• Task: Each line of the data below should be repeated exactly.

• The records:
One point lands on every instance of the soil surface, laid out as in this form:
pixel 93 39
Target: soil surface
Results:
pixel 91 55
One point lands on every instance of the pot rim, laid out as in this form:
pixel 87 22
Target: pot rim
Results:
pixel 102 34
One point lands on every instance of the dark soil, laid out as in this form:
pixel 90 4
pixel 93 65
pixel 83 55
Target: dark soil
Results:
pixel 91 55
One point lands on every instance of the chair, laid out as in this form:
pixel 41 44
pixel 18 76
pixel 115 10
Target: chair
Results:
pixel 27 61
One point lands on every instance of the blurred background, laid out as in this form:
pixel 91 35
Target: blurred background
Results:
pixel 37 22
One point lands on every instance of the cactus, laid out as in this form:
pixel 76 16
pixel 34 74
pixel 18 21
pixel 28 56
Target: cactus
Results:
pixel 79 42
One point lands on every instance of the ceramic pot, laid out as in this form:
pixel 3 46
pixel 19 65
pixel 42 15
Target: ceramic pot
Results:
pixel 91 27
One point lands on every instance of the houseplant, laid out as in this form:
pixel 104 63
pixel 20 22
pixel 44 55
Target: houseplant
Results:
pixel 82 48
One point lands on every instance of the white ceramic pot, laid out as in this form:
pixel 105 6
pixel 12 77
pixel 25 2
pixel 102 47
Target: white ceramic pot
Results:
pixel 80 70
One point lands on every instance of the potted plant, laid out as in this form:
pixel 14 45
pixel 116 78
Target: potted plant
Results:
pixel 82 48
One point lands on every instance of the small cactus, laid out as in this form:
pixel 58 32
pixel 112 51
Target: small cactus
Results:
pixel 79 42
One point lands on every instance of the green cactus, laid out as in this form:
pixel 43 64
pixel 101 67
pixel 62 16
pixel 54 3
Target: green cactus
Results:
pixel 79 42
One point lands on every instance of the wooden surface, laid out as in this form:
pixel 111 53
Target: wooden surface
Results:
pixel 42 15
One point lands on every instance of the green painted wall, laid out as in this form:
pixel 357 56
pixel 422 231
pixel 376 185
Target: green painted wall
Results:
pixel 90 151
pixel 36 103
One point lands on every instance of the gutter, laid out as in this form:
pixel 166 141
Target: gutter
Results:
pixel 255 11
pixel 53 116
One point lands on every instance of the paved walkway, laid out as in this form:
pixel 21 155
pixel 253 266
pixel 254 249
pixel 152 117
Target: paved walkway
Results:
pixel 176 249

• Output for this task:
One point lands on every instance of the soil surface, laid out as in this form:
pixel 93 39
Target: soil surface
Results:
pixel 91 55
One point lands on every instance of the pot rim, laid out as in this form:
pixel 87 22
Target: pot rim
Results:
pixel 102 34
One point lands on every instance of the dark soil, laid out as in this form:
pixel 90 4
pixel 93 65
pixel 83 55
Target: dark soil
Results:
pixel 91 55
One point lands on every instance of the chair, laid out as in this form:
pixel 41 44
pixel 18 76
pixel 115 10
Target: chair
Results:
pixel 27 61
One point lands on every instance of the blurred background, laid out as in this form:
pixel 91 35
Target: blurred background
Results:
pixel 37 22
One point lands on every instance of the cactus, laid out as in this form:
pixel 76 16
pixel 34 74
pixel 18 21
pixel 28 56
Target: cactus
Results:
pixel 79 42
One point lands on every instance of the ceramic pot, laid out as in this form:
pixel 3 46
pixel 19 65
pixel 42 15
Target: ceramic pot
Results:
pixel 91 27
One point lands on every instance of the houseplant, laid out as in this form:
pixel 104 63
pixel 20 22
pixel 44 55
Target: houseplant
Results:
pixel 82 48
One point lands on every instance of the white ceramic pot, laid out as in this form:
pixel 105 6
pixel 12 77
pixel 25 2
pixel 102 47
Target: white ceramic pot
Results:
pixel 80 70
One point lands on every instance of the potted plant, laid out as in this form:
pixel 14 45
pixel 116 78
Target: potted plant
Results:
pixel 82 48
One point lands on every instance of the small cactus, laid out as in this form:
pixel 58 32
pixel 112 51
Target: small cactus
Results:
pixel 79 42
One point lands on every instance of the green cactus, laid out as in this form:
pixel 43 64
pixel 101 67
pixel 62 16
pixel 54 3
Target: green cactus
Results:
pixel 79 42
One point lands on every instance of the wooden surface, laid out as in this form:
pixel 111 53
Target: wooden surface
Results:
pixel 42 15
One point lands on every instance of the green painted wall, laid out as in this form:
pixel 357 56
pixel 422 231
pixel 376 185
Target: green painted wall
Results:
pixel 90 151
pixel 36 103
One point lands on every instance of the gutter, laid out as in this form:
pixel 166 141
Target: gutter
Results:
pixel 255 11
pixel 53 116
One point lands on every instance of the paved walkway, laid out as in this form:
pixel 21 155
pixel 253 266
pixel 254 249
pixel 152 117
Target: paved walkway
Results:
pixel 176 249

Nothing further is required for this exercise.